Entries shown:
-*-

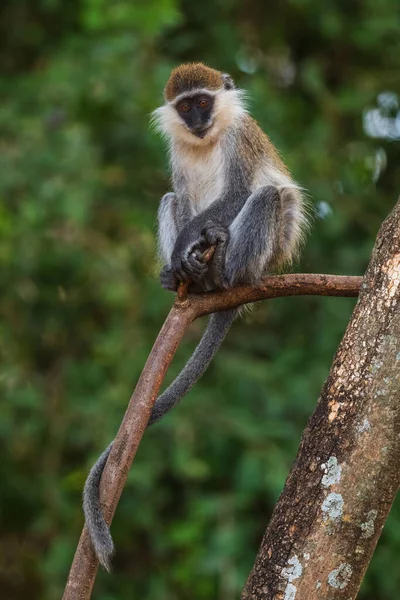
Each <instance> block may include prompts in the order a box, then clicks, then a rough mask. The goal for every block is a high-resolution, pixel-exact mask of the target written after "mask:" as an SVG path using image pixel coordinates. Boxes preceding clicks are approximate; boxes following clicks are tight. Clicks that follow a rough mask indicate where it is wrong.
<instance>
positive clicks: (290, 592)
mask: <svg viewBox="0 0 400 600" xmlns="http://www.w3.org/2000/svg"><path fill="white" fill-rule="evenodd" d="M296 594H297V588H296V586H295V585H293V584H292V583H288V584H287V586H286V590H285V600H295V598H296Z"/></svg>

-*-

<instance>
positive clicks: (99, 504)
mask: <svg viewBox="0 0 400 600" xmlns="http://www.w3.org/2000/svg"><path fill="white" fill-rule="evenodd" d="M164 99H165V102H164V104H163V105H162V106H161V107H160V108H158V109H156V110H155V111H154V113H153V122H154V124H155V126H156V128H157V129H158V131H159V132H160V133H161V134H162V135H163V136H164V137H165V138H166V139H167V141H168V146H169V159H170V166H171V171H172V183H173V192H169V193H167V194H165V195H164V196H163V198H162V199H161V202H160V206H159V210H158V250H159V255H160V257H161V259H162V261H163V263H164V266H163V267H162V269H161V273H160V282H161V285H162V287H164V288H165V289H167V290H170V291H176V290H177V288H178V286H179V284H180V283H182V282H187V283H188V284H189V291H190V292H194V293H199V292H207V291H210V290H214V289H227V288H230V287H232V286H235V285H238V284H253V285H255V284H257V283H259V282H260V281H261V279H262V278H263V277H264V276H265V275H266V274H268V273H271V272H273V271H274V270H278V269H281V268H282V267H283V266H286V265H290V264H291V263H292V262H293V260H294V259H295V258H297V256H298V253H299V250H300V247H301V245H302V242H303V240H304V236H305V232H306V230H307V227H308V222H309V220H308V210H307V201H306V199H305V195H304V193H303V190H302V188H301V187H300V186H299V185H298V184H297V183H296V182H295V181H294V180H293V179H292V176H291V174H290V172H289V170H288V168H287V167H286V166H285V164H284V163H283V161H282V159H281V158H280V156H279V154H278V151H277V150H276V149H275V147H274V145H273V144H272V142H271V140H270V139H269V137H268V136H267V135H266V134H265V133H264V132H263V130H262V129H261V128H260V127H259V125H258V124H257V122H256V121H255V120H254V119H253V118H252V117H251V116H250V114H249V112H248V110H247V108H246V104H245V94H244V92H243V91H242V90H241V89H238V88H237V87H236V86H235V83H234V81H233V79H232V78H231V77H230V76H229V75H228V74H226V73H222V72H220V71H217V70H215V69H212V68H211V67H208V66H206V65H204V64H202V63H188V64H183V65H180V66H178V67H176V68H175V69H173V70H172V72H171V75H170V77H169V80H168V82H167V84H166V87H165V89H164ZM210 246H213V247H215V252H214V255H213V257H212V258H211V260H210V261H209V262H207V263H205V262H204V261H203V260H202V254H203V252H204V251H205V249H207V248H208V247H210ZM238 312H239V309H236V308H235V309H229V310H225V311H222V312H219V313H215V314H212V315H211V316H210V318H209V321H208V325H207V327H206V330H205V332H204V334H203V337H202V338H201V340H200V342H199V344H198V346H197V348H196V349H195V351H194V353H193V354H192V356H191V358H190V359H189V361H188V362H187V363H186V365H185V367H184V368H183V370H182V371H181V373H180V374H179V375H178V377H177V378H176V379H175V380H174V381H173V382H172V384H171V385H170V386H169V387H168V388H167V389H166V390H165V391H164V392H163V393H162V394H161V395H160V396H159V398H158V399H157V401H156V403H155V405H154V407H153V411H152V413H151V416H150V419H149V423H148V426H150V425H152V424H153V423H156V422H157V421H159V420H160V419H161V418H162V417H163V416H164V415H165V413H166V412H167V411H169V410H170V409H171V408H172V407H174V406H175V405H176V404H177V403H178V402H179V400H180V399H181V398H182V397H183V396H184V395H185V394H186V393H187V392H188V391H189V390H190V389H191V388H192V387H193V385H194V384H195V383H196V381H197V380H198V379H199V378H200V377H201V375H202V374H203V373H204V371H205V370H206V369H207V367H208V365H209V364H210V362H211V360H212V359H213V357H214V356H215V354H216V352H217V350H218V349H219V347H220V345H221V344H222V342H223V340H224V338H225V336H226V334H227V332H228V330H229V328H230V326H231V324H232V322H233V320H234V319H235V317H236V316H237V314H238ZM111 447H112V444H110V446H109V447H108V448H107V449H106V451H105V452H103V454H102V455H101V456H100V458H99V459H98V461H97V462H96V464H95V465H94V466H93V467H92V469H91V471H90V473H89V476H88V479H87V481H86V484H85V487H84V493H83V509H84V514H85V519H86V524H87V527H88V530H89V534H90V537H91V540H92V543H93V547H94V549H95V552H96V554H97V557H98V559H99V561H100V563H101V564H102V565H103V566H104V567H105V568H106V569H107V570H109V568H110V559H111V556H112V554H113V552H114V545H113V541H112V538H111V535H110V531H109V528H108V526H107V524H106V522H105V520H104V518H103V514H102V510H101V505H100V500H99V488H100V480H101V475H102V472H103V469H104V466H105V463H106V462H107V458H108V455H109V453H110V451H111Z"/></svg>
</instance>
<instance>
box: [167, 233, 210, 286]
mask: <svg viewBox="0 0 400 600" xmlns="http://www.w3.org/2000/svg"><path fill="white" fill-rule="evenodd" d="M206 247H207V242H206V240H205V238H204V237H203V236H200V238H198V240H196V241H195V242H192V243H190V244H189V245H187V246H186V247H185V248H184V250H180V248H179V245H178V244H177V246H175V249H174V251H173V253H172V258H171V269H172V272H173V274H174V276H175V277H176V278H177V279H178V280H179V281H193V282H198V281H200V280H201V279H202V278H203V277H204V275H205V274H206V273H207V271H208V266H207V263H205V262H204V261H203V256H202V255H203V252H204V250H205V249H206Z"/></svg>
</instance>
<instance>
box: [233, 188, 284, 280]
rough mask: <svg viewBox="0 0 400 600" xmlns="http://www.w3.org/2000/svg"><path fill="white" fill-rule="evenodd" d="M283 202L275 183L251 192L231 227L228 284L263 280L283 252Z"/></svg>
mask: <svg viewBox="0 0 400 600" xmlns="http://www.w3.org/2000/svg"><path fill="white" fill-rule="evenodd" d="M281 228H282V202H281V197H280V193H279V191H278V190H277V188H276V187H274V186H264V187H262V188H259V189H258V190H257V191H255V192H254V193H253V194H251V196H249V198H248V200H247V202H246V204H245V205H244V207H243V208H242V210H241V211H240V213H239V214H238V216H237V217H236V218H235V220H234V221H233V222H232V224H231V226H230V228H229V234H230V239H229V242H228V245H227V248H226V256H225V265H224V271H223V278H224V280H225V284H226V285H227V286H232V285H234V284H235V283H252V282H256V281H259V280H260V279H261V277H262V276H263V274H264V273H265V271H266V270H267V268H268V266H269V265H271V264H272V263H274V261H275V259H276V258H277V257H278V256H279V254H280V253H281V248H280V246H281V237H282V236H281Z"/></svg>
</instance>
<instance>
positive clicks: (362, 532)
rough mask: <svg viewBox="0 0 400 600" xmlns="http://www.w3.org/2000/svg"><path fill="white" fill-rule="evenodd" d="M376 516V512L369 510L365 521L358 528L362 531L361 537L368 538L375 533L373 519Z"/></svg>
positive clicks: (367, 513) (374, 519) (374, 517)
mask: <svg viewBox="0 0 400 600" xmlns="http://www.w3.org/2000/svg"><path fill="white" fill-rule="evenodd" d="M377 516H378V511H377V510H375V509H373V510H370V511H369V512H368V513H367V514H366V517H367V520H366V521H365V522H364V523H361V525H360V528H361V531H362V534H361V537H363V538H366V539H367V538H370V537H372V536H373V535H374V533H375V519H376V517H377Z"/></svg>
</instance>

-*-

Work request:
Only one part of the material above is to be transcribed, namely the lines starting with the line that has "positive clicks: (362, 532)" and going on through the line that has "516V512L369 510L365 521L358", exactly as they stand.

Solution below:
positive clicks: (362, 532)
rough mask: <svg viewBox="0 0 400 600" xmlns="http://www.w3.org/2000/svg"><path fill="white" fill-rule="evenodd" d="M376 516V512L369 510L365 521L358 528L362 531L361 537L368 538L375 533L373 519Z"/></svg>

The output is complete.